Supplied text:
The Purpose of Rights
Another way in which rights are often limited is to “interpret” them in light of the purpose they are supposed to achieve. For example, those who oppose the private ownership of arms sometimes assert that the purpose of the Second Amendment is related to the maintenance of militias. Since militias no longer exist and are a discredited and ineffectual means of securing the common defense in the modern world, the Second Amendment has been rendered obsolete and may therefore be ignored. Is this a legitimate way of imposing a limitation on the scope of a right, of rendering it less than absolute?
While the “interpretation” cited above is a misreading of both the words and history of the Second Amendment, the effect of interpreting a right by reference to its purpose is nonetheless revealed: it, too, leads to the destruction of the right!
An example involving a right that the Supreme Court actually pretends to recognize from time to time will perhaps be more convincing. The Supreme Court has discovered that the purpose of the Fourth Amendment is to protect people’s “reasonable expectations of privacy,” and so this has become the Court’s standard for determining how far law enforcement can go in conducting searches and seizures. Because people’s expectations of privacy vary in different circumstances, the Court has concluded that our Fourth Amendment rights similarly vary.
So, the law of the land now proclaims that your rights against search and seizure are stronger in your home than in your car. They are better if you own than if you rent and if you build a solid privacy fence around your yard than if you put up a chain-link fence. You have virtually no rights if surveyed from above; since anyone can see what you’re doing from up there, you cannot possibly have a reasonable expectation of privacy. Your rights are stronger if you are a passenger in a car than if you are the driver. Personal papers are more protected than business records; you essentially have no rights in records of your phone calls or banking transactions. A different Fourth Amendment rule for every occasion!

Required actions:
#1 Swap "chain-link fence" for "wire fence" in the passage on the purpose of rights, writing out the part starting at "So, the law" and ending at "for every occasion!".
#2 Extend the passage on the purpose of rights beyond its final sentence.

Provided information:

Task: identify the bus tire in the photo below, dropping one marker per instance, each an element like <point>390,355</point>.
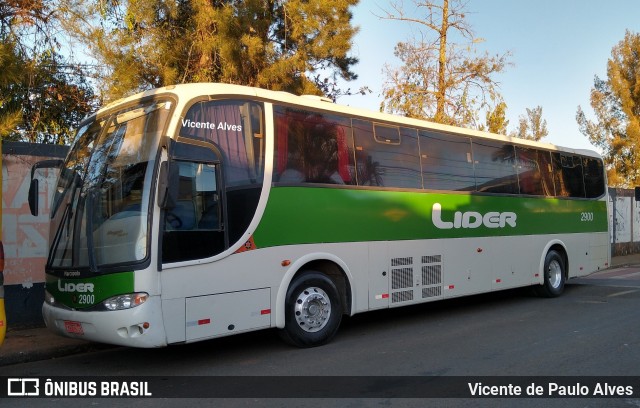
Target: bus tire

--

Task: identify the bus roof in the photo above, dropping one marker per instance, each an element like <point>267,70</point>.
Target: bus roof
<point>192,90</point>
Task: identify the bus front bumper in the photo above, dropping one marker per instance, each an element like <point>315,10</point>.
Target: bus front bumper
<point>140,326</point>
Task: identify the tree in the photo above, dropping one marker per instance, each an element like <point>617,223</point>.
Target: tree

---

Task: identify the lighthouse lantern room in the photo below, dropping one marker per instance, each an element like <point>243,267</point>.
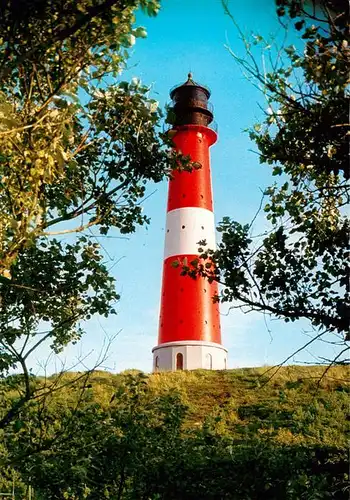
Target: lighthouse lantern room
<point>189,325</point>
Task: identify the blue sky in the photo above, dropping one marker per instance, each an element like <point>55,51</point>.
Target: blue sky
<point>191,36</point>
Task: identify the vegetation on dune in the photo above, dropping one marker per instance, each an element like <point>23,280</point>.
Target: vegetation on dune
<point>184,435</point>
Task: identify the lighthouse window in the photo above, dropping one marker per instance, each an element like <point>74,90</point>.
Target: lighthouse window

Task answers:
#1
So, the law of the land now proclaims that your rights against search and seizure are stronger in your home than in your car. They are better if you own than if you rent and if you build a solid privacy fence around your yard than if you put up a wire fence. You have virtually no rights if surveyed from above; since anyone can see what you’re doing from up there, you cannot possibly have a reasonable expectation of privacy. Your rights are stronger if you are a passenger in a car than if you are the driver. Personal papers are more protected than business records; you essentially have no rights in records of your phone calls or banking transactions. A different Fourth Amendment rule for every occasion!

#2
The remarkable upshot of the Court’s interpretation of the Fourth Amendment in light of its purpose is: never before has our government had so much power to search and seize your person, personal information, and property without probable cause and without a warrant. And yet never before has the purpose of the Fourth Amendment been so perfectly and fully achieved!
It is important to realize that the destruction of a right by “interpreting” it in accordance with its purpose does not occur merely because the interpreter picks the “wrong” purpose. It is a necessary consequence of the very process. To “interpret” a right in light of its purpose is to render the right a means to an end. This act immediately devalues and dethrones the right. In a relationship between means and end, the end, or goal, is always superior to the means. The means is only a way to achieve the goal. Primacy is accorded to the goal; if the means do not quite work, the means must be altered, if not abandoned, to achieve the goal.
By creating a relationship of means and end between a right and its purpose, we create a feedback loop in which the means is constantly re-evaluated and adjusted in light of the degree to which it is achieving the purpose. This process also has no logical stopping point and can also lead to the complete re-definition of the original chosen means (that is, the complete evisceration of the right). The Court’s Fourth Amendment jurisprudence provides ample evidence and proof of this.
With the foregoing, then, I hope to have provided some basis for advancing the following claim: A right, to be a right, must be absolute, that is, subject to no exceptions, and held or respected as an end in itself, not as a means to some other end. Otherwise, it does not stand outside and above the law, but becomes subject to it, a mere creature of legislative action, majority rule, and the peripatetic opinions of judges. If the right is not absolute, you absolutely have no right.
- 1. It is possible to argue that felons can be excluded because they are not one of “the people” referred to in the Second Amendment. This harkens back to the old sense of a felon as an “outcast” of society, which in turn relates to the historical fact that, in ancient times, persons who committed particularly egregious crimes were actually cast out of the city or community that protected them. Thus it would be consistent to argue that a person whose crime was so egregious as to warrant death or status as an outcast lost his right to arms with which to defend himself (that is, society has either decided he should die or does not care if he lives). This is a far cry from what a “felon” is now, however. Today a felony is simply any crime punishable by more than one year in prison, and includes such crimes as possessing a few too many ounces of marijuana.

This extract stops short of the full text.